ACTIVITY LIST:
1/ From the marathon article below, list every person whose own words it quotes.
2/ Using the marathon article below, answer each question briefly:
(a) On what date is the Philadelphia Marathon?
(b) For how many years has Ron Hellard been running?
(c) What career did Dwayne Botchar leave to devote more time to running?

DOCUMENT EXTRACT:
################

By Katy Peplinskie
Clad in sleek black spandex and running shoes, Dwayne Botchar looks like his name could be Mr. Marathon.
He is the organizer of a trip to the Philadelphia Marathon on Nov. 23.
About 60 Ottawa residents will be making the trek, with many hoping to qualify for the Boston Marathon.
Botchar is also an instructor at the Running Room. He helps athletes prepare for marathons like Philadelphia’s by conducting a variety of clinics.
His experience seems to be common knowledge in Centretown’s running community.
During an interview at an O’Connor Street coffee shop, Botchar is interrupted twice for information about Aqua Joggers and cold-weather jogging clothes.
He calmly and confidently answers both questions like someone who knows his stuff.
Still, why did he leave a career as a culinary chef and restaurant owner to devote more time to running?
“There’s no better place to be,” Botchar says. “Running is great and marathon running is even better.”
Both, he says, are physical and mental exercises.
“It’s your time to shut the world out,” he says. “It centres you.”
Botchar pauses a moment, searching for a way to further describe an experience that seems almost religious to him.
“It’s like Zen,” he adds.
Ron Hellard agrees. He has been running for 21 years and has participated in countless marathons and triathalons. Google his name and you’ll discover dozens of entries detailing his athletic endeavors.
“When the endorphins kick in, it’s unbelievable — everything just falls into place,” he says.
“Running is a great way to clear the mind,” adds Jim Robinson, organizer of Ottawa’s National Capital Marathon. “Once you get in the groove, few things can compare to the feeling.”
The Journal of Sports Science reports endorphins can make a mangled accident victim as serene as a Buddhist monk. This explains what makes a runner feel so great, to the point of addiction.
But Botchar says running is a whole other world from marathon running. It’s one thing to run five kilometres. It’s quite another to run 42.

################

RECORD SET:
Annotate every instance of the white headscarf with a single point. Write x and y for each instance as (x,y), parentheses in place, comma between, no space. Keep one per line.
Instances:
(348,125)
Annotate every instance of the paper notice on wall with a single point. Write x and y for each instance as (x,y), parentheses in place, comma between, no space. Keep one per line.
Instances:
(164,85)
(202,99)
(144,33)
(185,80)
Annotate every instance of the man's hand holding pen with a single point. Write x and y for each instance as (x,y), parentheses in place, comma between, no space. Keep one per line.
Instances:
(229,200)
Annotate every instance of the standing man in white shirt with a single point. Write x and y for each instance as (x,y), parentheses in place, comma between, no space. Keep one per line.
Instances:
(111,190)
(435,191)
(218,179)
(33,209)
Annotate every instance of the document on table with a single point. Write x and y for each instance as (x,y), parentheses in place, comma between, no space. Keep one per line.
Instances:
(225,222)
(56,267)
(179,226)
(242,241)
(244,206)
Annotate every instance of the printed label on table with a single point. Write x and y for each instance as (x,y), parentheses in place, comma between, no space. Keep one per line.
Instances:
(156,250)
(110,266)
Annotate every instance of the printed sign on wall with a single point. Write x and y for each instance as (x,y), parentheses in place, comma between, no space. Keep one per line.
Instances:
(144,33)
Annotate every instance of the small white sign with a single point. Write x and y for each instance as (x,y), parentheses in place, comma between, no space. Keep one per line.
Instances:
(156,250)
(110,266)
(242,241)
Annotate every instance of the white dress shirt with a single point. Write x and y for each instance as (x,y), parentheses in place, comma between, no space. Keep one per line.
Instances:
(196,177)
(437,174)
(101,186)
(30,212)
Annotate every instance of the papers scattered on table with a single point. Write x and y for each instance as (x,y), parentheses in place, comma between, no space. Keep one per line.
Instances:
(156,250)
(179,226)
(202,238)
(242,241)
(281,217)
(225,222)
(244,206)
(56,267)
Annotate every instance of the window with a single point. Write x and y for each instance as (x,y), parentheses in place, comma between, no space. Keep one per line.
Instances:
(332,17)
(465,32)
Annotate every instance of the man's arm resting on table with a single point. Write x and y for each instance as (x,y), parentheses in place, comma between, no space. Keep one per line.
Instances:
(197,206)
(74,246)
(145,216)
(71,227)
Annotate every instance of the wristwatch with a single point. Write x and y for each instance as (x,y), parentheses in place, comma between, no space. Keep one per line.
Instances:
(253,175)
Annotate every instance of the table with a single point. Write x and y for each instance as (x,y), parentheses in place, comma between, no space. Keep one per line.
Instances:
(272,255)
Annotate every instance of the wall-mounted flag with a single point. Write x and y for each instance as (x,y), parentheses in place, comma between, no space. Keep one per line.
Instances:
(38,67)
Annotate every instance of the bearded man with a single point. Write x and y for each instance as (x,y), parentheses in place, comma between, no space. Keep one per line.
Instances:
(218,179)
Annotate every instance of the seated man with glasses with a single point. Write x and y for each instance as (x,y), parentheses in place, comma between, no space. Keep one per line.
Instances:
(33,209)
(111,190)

################

RESULTS IN ORDER:
1/
Dwayne Botchar
Ron Hellard
Jim Robinson

2/
(a) Nov. 23
(b) 21 years
(c) Culinary chef and restaurant owner